TEXT SEGMENT:
■ ■ ■ ■
But Faber hopes to change what’s possible, starting with neuroblastoma.
Understanding what fuels neuroblastoma
“Neuroblastoma is the most lethal cancer in kids aged 5 years and younger,” he noted. “Neuroblastomas that have extra amounts of a protein called MYCN are particularly dangerous.”
Normal, healthy cells also have some MYCN, but the protein becomes problematic when a cell makes far too much of it. Extra MYCN drives about a quarter of neuroblastoma cases. “But the most important thing about that is when you have MYCN amplification, in almost every single case, that automatically makes you high risk,” Faber said.
In fact, high-risk neuroblastoma now accounts for almost 15% of all pediatric cancer-related deaths. “Which is really high considering how rare it is,” Faber noted. “So our laboratory is interested in understanding how MYCN causes neuroblastoma, and then asking the obvious next question: Can we drug some of the ways it actually causes cancer? For instance, if MYCN was increasing the expression of a kinase that we had a drug for, that would be an example of how we could use the information to find a target that is currently druggable.”
■ ■ ■ ■
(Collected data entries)
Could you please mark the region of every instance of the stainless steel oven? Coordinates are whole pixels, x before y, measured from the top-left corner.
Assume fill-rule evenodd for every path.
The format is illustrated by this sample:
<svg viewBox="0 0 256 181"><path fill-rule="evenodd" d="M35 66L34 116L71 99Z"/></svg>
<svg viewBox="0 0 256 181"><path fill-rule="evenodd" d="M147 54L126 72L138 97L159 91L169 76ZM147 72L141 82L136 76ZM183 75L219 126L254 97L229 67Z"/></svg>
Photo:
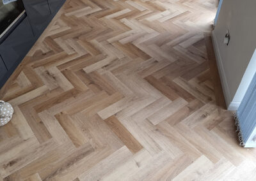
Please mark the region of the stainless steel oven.
<svg viewBox="0 0 256 181"><path fill-rule="evenodd" d="M24 13L22 0L0 0L0 38Z"/></svg>

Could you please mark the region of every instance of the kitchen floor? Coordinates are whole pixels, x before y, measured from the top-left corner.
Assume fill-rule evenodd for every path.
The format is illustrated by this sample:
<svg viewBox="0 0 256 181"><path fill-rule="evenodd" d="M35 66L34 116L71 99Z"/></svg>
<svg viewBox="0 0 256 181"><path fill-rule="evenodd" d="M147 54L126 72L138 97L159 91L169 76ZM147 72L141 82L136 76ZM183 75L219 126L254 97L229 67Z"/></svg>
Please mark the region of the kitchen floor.
<svg viewBox="0 0 256 181"><path fill-rule="evenodd" d="M68 0L0 98L4 180L255 180L210 32L214 0ZM210 69L211 68L211 69Z"/></svg>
■ ■ ■ ■
REQUIRED ACTION 1:
In the neuroblastoma passage, what share of all pediatric cancer-related deaths is attributed to high-risk neuroblastoma?
REQUIRED ACTION 2:
Please carry on the neuroblastoma passage from its final sentence.

YOUR RESPONSE 1:
Almost 15%.

YOUR RESPONSE 2:
Understanding what fuels neuroblastoma
Faber is particularly excited about TAK-981, a new drug in clinical testing with adults. “What this drug does is blocks a process called SUMOylation that alters the function of proteins,” he explained. “And what we found was MYCN increases and activates the SUMOylation program through a number of different ways, and because the SUMOylation program is so active in MYCN-amplified neuroblatomas, these cancers have become particularly reliant on this process to grow and survive,” he said.
Faber’s laboratory found that TAK-981 stops growth in MYCN-amplified neuroblastoma tumors. “This sensitivity to the drug is dependent on the presence of MYCN, a phenomenon called synthetic lethality,” he said. “That is, the drug only works so well when MYCN is present, therefore turning MYCN against itself and presenting a therapeutic opportunity.”
With funding from CCRF, Faber will expand his in vivo studies to demonstrate that TAK-981 works well in pediatric cancer models and to test if it works with other drugs typically given to children with high-risk neuroblastoma. He’ll also explore why it works.
“If we can understand it, we may find that there are even better targets, or it may give us reason to combine it with other drugs,” he explained.
Seeding hope for the future
It could also open the door to new treatment options for other hard-to-treat cancers associated with mutations in the MYC gene family, including medulloblastoma in kids and triple-negative breast cancer and small cell lung cancer in adults. “That’s why it’s really an important field to fund, especially in pediatrics,” Faber noted.
And that makes Faber all the more grateful for organizations like CCRF. He’s optimistic that he’ll be able to leverage his CCRF-funded project into a larger, federally funded study in the near future.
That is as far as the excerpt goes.